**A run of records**

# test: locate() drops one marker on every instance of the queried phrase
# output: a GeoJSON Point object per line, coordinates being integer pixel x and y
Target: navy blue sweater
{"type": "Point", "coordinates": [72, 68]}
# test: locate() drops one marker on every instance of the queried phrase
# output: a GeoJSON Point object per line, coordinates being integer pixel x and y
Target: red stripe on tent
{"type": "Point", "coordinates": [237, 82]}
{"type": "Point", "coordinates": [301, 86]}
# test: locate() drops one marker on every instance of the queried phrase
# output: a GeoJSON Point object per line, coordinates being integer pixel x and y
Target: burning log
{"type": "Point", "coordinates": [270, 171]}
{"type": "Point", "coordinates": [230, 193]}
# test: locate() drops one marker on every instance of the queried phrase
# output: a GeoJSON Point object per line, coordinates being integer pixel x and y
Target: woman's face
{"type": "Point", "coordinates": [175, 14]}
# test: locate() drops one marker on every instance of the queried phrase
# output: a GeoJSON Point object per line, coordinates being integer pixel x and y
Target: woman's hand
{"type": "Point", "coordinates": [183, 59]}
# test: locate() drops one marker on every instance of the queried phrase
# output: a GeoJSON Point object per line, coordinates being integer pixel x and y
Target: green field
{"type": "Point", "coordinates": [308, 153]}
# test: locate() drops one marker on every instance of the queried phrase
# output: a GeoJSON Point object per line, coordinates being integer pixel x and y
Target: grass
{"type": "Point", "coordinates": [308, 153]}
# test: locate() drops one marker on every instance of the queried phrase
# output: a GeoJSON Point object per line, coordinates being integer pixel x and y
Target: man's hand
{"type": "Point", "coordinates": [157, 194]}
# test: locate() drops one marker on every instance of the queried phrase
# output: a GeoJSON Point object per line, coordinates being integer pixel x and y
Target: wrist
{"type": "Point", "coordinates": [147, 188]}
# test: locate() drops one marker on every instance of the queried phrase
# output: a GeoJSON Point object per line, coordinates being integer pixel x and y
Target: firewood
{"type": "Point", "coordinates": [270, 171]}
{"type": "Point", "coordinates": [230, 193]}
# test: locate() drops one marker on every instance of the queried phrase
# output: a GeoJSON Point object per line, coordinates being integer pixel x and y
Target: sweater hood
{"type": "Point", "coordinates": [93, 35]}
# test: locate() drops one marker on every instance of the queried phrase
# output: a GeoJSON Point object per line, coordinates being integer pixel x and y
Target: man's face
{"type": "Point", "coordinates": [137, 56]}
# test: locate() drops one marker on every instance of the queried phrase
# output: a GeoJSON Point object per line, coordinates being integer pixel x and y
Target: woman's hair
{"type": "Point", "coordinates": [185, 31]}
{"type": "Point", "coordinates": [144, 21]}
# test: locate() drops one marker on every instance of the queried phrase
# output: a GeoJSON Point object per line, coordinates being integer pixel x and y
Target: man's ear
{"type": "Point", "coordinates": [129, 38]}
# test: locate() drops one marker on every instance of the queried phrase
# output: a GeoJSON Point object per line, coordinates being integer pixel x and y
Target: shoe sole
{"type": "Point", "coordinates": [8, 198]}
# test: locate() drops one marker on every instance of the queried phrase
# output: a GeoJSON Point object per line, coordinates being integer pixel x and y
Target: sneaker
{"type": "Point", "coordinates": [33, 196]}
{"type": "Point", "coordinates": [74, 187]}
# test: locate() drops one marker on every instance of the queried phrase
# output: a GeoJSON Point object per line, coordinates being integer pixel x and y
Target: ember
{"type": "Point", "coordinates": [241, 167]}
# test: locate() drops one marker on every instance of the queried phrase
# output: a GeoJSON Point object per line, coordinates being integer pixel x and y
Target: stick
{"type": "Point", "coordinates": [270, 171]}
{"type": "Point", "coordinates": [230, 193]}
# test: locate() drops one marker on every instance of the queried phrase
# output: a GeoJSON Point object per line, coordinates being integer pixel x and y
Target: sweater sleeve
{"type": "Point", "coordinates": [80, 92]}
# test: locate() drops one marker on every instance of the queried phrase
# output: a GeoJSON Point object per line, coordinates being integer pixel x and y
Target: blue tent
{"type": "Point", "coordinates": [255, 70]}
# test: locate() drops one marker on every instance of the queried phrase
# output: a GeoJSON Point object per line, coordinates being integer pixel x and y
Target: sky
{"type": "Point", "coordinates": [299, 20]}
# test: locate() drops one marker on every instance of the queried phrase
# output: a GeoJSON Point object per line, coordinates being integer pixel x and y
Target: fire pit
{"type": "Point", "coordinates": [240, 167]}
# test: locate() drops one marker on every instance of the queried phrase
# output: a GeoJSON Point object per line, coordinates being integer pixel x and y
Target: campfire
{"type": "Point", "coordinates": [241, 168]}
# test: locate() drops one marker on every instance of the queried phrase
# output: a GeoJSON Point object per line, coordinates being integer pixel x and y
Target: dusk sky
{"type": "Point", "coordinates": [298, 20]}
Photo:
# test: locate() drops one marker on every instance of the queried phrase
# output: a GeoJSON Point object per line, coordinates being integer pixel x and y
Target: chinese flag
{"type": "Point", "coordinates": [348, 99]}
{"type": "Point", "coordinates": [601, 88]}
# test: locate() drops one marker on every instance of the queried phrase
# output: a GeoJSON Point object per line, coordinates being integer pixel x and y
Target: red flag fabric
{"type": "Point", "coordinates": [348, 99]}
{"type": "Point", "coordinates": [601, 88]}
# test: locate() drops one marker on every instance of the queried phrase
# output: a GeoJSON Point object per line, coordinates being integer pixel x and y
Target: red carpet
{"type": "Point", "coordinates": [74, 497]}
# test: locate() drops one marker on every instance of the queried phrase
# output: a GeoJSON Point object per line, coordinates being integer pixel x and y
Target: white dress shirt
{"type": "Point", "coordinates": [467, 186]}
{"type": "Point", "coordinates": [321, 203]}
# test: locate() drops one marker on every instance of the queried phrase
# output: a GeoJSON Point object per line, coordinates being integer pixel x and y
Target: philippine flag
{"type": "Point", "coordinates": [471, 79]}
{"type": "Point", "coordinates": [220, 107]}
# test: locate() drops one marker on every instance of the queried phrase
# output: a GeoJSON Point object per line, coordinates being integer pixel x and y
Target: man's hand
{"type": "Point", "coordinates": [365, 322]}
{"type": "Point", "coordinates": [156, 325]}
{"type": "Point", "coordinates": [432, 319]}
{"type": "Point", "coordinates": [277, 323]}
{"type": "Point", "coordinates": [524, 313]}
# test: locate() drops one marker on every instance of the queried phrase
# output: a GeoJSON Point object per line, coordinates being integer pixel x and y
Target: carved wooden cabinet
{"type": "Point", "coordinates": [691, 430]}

**Stated exercise**
Return all of the above records exactly, leaving no line out.

**Output**
# test: locate() drops one marker on every instance of the queried phrase
# output: a GeoJSON Point object per line, coordinates being integer pixel x and y
Target: navy blue sweater
{"type": "Point", "coordinates": [72, 68]}
# test: locate() drops one marker on every instance of the queried phrase
# output: a GeoJSON Point object per line, coordinates being integer pixel x and y
Target: red stripe on tent
{"type": "Point", "coordinates": [237, 82]}
{"type": "Point", "coordinates": [301, 86]}
# test: locate() drops one marker on every instance of the queried phrase
# output: a GeoJSON Point object per line, coordinates being integer pixel x and y
Target: burning log
{"type": "Point", "coordinates": [270, 171]}
{"type": "Point", "coordinates": [230, 193]}
# test: locate() drops one marker on every instance of the queried phrase
# output: a GeoJSON Point object per line, coordinates being integer pixel x and y
Target: woman's face
{"type": "Point", "coordinates": [175, 14]}
# test: locate() drops one marker on every instance of the queried phrase
# output: a GeoJSON Point object per line, coordinates being integer pixel x and y
Target: woman's hand
{"type": "Point", "coordinates": [183, 59]}
# test: locate() drops one marker on every instance of the queried phrase
# output: a GeoJSON Point object per line, coordinates being integer pixel x and y
Target: green field
{"type": "Point", "coordinates": [308, 153]}
# test: locate() drops one marker on every instance of the queried phrase
# output: a GeoJSON Point object per line, coordinates being integer pixel x and y
Target: grass
{"type": "Point", "coordinates": [308, 153]}
# test: locate() drops one marker on every instance of the queried phrase
# output: a GeoJSON Point object per line, coordinates being integer pixel x and y
Target: man's hand
{"type": "Point", "coordinates": [157, 194]}
# test: locate() drops one marker on every instance of the queried phrase
# output: a GeoJSON Point object per line, coordinates being integer pixel x and y
Target: wrist
{"type": "Point", "coordinates": [147, 188]}
# test: locate() drops one marker on every instance of the queried phrase
# output: a GeoJSON Point object per line, coordinates being integer pixel x and y
Target: firewood
{"type": "Point", "coordinates": [270, 171]}
{"type": "Point", "coordinates": [230, 193]}
# test: locate() drops one marker on every instance of the queried phrase
# output: a GeoJSON Point object per line, coordinates being integer pixel x and y
Target: sweater hood
{"type": "Point", "coordinates": [93, 35]}
# test: locate() drops one marker on every instance of the queried phrase
# output: a GeoJSON Point object per line, coordinates being integer pixel x and y
Target: man's face
{"type": "Point", "coordinates": [137, 56]}
# test: locate() drops one marker on every instance of the queried phrase
# output: a GeoJSON Point object per line, coordinates being integer pixel x and y
Target: woman's hair
{"type": "Point", "coordinates": [185, 31]}
{"type": "Point", "coordinates": [144, 21]}
# test: locate() drops one marker on every instance of the queried phrase
# output: a GeoJSON Point object per line, coordinates being integer pixel x and y
Target: man's ear
{"type": "Point", "coordinates": [129, 38]}
# test: locate() drops one marker on every instance of the queried phrase
# output: a GeoJSON Point object per line, coordinates being integer pixel x and y
Target: shoe sole
{"type": "Point", "coordinates": [8, 198]}
# test: locate() drops one marker on every instance of the queried phrase
# output: a GeoJSON Point object per line, coordinates being integer pixel x and y
Target: sneaker
{"type": "Point", "coordinates": [33, 196]}
{"type": "Point", "coordinates": [74, 187]}
# test: locate() drops one marker on every instance of the queried phrase
# output: a GeoJSON Point object per line, coordinates being integer pixel x and y
Target: ember
{"type": "Point", "coordinates": [241, 167]}
# test: locate() drops one marker on every instance of the queried phrase
# output: a GeoJSON Point object per line, coordinates being integer pixel x and y
Target: stick
{"type": "Point", "coordinates": [270, 171]}
{"type": "Point", "coordinates": [230, 193]}
# test: locate() drops one marker on every instance of the queried phrase
# output: a GeoJSON Point object per line, coordinates being integer pixel x and y
Target: sweater sleeve
{"type": "Point", "coordinates": [80, 92]}
# test: locate() drops one marker on every instance of the queried phrase
# output: a GeoJSON Point object per line, coordinates being integer pixel x and y
Target: blue tent
{"type": "Point", "coordinates": [255, 70]}
# test: locate() drops one marker on every instance of the queried phrase
# output: a GeoJSON Point object per line, coordinates being integer pixel x and y
Target: sky
{"type": "Point", "coordinates": [299, 20]}
# test: locate() drops one marker on every instance of the queried phrase
# output: a GeoJSON Point object per line, coordinates being integer pixel x and y
Target: fire pit
{"type": "Point", "coordinates": [240, 167]}
# test: locate() drops one marker on every instance of the queried phrase
# output: a GeoJSON Point object per line, coordinates being integer pixel x and y
Target: campfire
{"type": "Point", "coordinates": [241, 168]}
# test: locate() drops one marker on every instance of the queried phrase
# output: a GeoJSON Point object per line, coordinates being integer pixel x and y
Target: dusk sky
{"type": "Point", "coordinates": [298, 20]}
Photo:
# test: locate() drops one marker on every instance of the queried phrase
# output: a GeoJSON Point object per line, coordinates being integer pixel x and y
Target: chinese flag
{"type": "Point", "coordinates": [348, 99]}
{"type": "Point", "coordinates": [601, 88]}
# test: locate() drops one marker on every instance of the queried phrase
# output: a GeoJSON Point object per line, coordinates being integer pixel x and y
Target: red flag fabric
{"type": "Point", "coordinates": [348, 99]}
{"type": "Point", "coordinates": [601, 88]}
# test: locate() drops one marker on every instance of the queried phrase
# output: a GeoJSON Point object per line, coordinates being integer pixel x and y
Target: red carpet
{"type": "Point", "coordinates": [74, 497]}
# test: locate() drops one marker on every instance of the queried phrase
# output: a GeoJSON Point object per line, coordinates being integer pixel x and y
Target: white dress shirt
{"type": "Point", "coordinates": [467, 186]}
{"type": "Point", "coordinates": [321, 203]}
# test: locate() drops one marker on every instance of the queried phrase
# output: a GeoJSON Point object per line, coordinates being integer pixel x and y
Target: philippine flag
{"type": "Point", "coordinates": [471, 79]}
{"type": "Point", "coordinates": [220, 107]}
# test: locate() drops one marker on every instance of the queried phrase
# output: a GeoJSON Point object per line, coordinates being integer pixel x and y
Target: man's hand
{"type": "Point", "coordinates": [365, 322]}
{"type": "Point", "coordinates": [156, 325]}
{"type": "Point", "coordinates": [432, 319]}
{"type": "Point", "coordinates": [277, 323]}
{"type": "Point", "coordinates": [524, 313]}
# test: locate() drops one marker on every instance of the queried phrase
# output: a GeoJSON Point object per line, coordinates being integer pixel x and y
Target: carved wooden cabinet
{"type": "Point", "coordinates": [691, 430]}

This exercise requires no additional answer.